What to produce
In the rows below, copy out word for word the lines that start at the one containing "of the gravel" and continue to the end of the rows.

────────────────────

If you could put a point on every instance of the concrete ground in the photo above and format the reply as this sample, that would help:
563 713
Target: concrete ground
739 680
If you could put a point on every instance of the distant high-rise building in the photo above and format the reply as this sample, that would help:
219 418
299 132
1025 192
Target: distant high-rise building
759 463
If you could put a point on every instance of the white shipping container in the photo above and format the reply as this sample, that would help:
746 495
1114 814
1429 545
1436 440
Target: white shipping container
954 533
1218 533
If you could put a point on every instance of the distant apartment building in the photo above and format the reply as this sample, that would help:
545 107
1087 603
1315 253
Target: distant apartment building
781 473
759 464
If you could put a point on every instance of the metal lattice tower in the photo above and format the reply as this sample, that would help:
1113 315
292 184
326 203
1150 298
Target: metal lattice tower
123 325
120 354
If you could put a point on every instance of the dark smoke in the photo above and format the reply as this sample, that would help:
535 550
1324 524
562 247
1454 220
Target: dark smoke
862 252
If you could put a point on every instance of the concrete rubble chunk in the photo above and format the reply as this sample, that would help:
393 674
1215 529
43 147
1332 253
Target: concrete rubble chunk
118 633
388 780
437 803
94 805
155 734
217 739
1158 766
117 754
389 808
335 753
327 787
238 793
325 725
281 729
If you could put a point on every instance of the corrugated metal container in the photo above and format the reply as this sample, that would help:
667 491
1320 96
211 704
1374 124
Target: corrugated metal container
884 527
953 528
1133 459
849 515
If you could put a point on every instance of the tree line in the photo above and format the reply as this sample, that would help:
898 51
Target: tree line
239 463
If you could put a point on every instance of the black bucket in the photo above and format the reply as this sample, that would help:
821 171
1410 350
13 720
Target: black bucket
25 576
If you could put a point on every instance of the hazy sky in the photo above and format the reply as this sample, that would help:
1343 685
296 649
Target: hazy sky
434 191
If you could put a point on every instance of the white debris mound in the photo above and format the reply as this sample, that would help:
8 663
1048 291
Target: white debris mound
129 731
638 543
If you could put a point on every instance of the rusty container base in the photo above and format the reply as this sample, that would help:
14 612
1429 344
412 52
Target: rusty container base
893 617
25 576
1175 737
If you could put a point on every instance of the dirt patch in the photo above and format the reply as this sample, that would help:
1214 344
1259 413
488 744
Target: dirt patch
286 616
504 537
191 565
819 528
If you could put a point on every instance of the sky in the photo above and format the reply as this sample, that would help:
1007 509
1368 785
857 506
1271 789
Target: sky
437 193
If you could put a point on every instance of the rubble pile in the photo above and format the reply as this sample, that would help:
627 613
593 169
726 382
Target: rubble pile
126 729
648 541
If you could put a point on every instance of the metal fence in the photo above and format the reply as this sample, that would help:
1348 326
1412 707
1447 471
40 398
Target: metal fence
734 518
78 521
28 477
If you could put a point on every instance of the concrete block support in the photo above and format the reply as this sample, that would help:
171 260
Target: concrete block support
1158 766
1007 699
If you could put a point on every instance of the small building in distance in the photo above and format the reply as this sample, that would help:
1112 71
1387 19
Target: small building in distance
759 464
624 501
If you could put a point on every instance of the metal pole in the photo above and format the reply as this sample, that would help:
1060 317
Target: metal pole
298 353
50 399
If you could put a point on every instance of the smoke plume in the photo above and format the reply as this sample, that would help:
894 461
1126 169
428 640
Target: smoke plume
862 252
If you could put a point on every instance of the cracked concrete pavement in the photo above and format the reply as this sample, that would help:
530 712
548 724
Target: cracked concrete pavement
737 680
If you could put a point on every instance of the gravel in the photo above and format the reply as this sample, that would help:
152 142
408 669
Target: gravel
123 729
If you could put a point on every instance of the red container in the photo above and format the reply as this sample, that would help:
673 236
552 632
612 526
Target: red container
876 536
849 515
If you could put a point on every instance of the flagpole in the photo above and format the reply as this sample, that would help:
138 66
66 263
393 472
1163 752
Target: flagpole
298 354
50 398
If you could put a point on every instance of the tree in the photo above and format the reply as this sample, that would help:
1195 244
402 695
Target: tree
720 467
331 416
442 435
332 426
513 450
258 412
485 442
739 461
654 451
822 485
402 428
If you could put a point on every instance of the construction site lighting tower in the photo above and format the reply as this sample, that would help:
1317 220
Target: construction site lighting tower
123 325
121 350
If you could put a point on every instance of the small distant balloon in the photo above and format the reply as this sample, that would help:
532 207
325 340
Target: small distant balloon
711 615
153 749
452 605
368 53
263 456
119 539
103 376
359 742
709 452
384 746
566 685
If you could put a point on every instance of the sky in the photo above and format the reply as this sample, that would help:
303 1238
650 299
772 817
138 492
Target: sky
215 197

────────────────────

Output for this exercise
If you could put a point on every instance of the gravel in the photo above and format the reply as this sample, that would help:
152 142
408 669
Target: gravel
123 729
If you could put a point on every instance of the red container in the photo above and format the reply as this sample, that would help:
673 236
552 632
612 526
Target: red container
876 536
849 515
If you could put a point on every instance of the flagpole in the photo above and format the reply as this sample, that would help:
138 66
66 263
393 472
1163 752
Target: flagpole
298 354
50 398
If you could put a point on every instance of the tree in the photo above and format the reply as this sample, that would help:
1195 244
402 695
Target: tree
720 467
331 416
442 435
332 426
513 450
258 412
485 442
739 461
654 451
822 485
402 428
If you could put a point on every instance of the construction site lighting tower in the photo above and format the reply as this sample, that would help:
1317 220
Target: construction site lighting tower
123 325
121 350
If you could put a point on every instance of the small distant balloon in the photo above and format the reply as this sample, that would help:
532 207
325 340
Target: small distant balloon
711 615
153 749
452 605
368 53
263 456
119 539
103 376
359 742
709 452
384 746
566 685
If you could put a point on every instance of the sky in the photo above and format the reply as this sample, that would help:
303 1238
650 299
772 817
138 492
Target: sky
215 197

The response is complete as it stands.